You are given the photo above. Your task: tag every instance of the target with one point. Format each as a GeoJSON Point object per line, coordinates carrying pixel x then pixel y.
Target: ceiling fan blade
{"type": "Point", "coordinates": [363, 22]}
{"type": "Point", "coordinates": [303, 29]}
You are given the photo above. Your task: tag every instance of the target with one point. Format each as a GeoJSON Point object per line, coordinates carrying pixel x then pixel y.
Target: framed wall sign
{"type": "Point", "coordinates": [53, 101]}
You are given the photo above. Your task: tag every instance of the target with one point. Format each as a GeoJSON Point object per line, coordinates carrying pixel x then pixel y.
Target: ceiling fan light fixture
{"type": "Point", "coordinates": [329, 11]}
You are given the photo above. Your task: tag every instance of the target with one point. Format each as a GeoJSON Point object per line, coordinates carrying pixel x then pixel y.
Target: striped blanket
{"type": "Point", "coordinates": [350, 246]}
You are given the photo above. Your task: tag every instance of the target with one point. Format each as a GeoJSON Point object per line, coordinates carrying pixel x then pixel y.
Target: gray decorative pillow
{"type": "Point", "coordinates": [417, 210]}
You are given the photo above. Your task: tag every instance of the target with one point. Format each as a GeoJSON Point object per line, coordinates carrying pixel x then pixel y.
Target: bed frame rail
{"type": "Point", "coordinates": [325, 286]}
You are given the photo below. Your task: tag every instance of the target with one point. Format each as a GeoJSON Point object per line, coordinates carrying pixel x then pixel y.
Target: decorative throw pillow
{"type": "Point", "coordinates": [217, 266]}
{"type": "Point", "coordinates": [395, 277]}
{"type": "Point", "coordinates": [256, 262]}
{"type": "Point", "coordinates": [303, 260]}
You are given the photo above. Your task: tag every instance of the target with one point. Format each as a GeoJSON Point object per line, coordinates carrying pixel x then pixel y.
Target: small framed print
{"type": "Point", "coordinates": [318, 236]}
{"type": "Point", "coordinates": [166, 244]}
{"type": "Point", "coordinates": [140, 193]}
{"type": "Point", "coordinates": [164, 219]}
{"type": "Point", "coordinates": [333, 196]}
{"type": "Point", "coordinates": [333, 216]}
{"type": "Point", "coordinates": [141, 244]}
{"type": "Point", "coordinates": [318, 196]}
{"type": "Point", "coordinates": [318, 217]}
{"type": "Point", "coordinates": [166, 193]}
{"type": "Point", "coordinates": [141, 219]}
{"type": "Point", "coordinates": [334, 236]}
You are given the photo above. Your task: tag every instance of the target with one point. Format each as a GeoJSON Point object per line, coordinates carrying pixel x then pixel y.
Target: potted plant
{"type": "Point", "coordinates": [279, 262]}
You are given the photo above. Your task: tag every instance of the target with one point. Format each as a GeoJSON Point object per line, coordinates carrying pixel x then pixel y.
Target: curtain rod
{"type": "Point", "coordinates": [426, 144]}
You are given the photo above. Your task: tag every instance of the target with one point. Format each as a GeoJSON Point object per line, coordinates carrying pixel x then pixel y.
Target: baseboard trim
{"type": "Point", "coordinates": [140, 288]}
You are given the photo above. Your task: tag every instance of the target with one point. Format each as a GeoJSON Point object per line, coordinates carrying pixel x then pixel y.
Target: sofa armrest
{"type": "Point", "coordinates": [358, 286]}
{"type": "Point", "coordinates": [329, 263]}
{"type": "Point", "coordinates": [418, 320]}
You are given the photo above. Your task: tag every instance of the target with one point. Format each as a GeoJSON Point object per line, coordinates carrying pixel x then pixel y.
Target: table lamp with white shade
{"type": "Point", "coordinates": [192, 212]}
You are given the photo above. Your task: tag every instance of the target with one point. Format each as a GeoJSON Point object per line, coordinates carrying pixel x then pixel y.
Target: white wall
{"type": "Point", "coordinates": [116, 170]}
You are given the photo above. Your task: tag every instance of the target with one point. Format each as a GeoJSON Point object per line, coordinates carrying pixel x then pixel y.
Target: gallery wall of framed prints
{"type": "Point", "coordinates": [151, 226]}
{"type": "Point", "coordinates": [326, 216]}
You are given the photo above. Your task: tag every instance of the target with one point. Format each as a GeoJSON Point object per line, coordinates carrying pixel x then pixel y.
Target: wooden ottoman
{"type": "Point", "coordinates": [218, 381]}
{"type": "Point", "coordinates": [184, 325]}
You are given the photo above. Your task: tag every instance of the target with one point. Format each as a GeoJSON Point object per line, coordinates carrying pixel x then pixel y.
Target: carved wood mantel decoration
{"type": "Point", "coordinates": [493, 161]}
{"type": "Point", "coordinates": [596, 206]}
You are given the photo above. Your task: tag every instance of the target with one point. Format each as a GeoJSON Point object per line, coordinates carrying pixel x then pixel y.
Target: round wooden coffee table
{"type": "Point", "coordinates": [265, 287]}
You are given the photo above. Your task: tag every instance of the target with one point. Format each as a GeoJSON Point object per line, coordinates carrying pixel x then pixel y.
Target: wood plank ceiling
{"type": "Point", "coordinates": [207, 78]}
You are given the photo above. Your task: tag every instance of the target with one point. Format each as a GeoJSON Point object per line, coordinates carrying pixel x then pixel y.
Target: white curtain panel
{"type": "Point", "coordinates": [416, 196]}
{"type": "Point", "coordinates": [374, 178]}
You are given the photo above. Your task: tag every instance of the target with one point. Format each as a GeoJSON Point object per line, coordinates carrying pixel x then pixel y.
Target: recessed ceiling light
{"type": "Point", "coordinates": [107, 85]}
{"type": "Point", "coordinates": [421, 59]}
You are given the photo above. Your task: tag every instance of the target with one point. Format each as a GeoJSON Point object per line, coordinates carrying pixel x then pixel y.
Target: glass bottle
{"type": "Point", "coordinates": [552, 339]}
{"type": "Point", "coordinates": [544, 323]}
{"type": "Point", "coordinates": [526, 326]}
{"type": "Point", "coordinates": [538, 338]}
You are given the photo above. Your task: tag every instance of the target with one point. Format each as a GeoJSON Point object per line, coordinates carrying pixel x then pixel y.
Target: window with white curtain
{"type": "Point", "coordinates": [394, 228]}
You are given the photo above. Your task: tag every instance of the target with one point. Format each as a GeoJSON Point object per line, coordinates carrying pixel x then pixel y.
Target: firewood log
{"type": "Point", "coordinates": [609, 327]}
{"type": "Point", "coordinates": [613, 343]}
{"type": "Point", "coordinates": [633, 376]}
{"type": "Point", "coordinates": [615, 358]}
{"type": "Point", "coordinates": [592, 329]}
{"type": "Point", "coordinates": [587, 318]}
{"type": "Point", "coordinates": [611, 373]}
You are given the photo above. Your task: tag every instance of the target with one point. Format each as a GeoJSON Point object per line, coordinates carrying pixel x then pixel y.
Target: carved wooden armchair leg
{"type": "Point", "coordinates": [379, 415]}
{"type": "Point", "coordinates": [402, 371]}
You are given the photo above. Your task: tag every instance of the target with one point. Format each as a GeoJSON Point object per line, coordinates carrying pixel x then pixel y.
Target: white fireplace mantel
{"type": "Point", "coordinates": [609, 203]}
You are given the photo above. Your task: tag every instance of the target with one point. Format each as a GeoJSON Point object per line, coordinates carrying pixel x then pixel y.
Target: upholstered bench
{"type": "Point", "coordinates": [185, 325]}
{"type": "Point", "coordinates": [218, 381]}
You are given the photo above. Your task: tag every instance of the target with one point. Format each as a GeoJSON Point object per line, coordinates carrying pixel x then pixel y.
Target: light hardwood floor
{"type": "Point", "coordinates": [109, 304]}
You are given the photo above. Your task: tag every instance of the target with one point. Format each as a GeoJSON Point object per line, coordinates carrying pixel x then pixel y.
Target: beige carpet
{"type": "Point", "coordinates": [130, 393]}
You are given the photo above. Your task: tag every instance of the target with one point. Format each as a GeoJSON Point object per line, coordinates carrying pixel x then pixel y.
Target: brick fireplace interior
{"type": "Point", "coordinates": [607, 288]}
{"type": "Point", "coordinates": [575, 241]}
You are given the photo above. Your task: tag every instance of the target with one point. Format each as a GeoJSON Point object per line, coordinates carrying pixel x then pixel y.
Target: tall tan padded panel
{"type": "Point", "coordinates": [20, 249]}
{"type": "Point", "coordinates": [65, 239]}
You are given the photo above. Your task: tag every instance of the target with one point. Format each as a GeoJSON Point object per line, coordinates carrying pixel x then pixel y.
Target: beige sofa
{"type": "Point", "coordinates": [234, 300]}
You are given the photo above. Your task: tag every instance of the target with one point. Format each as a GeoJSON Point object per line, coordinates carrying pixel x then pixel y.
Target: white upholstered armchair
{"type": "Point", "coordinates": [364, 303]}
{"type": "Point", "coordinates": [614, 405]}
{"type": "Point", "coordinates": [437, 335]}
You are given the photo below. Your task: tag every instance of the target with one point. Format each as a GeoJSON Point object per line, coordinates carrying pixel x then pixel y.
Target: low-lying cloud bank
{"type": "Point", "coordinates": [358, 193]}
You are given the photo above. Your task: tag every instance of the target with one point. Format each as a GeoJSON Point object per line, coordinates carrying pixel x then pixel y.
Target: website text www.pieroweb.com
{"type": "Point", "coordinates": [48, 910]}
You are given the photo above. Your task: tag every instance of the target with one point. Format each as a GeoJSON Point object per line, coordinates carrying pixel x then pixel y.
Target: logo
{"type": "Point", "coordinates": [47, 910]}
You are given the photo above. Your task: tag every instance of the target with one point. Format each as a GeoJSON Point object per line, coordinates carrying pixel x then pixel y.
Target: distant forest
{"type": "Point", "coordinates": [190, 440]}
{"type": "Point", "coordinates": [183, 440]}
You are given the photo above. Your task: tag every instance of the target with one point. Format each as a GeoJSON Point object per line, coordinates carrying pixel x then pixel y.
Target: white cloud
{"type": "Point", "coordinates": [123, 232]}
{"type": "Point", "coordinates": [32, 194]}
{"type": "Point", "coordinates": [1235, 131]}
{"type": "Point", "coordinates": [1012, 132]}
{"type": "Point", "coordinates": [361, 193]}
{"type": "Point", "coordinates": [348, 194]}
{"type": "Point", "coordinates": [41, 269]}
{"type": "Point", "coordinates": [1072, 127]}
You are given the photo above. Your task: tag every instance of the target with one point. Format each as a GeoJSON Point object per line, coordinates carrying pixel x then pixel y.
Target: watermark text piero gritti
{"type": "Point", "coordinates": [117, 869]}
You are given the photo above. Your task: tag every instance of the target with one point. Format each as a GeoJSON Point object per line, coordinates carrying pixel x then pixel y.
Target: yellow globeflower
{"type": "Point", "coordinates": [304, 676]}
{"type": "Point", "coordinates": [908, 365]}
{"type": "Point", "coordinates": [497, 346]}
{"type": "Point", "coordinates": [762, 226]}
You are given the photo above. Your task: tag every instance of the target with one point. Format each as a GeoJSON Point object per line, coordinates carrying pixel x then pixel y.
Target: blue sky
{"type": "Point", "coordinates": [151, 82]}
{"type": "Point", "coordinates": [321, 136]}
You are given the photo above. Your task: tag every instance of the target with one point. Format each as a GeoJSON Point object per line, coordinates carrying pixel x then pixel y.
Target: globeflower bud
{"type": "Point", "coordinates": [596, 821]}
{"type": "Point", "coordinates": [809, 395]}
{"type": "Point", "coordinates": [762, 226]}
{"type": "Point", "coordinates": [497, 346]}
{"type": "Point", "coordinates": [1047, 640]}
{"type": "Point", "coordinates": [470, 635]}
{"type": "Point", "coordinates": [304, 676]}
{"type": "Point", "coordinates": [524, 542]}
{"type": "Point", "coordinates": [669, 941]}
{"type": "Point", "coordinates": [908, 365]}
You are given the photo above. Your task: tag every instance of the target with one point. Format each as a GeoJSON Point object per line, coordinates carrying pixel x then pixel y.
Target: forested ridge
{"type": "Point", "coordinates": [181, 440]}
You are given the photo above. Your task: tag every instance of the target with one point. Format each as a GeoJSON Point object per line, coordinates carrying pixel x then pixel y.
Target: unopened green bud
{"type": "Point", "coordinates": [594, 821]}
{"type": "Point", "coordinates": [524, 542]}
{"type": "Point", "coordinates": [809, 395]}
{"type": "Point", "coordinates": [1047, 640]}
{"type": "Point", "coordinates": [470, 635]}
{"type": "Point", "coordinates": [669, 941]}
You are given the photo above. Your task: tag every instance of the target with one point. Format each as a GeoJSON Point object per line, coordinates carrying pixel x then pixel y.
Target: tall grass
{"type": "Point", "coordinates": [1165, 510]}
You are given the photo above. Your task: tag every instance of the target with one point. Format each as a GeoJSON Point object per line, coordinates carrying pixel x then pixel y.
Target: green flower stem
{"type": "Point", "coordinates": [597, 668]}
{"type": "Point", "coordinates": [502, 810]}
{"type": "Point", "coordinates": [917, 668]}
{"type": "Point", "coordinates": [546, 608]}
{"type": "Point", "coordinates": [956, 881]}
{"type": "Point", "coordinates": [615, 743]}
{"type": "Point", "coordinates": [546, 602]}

Task directions
Count the lines in the rows above that contain the string "ceiling", using a case-sensitive match. Output only the resulting number.

Expected answer
4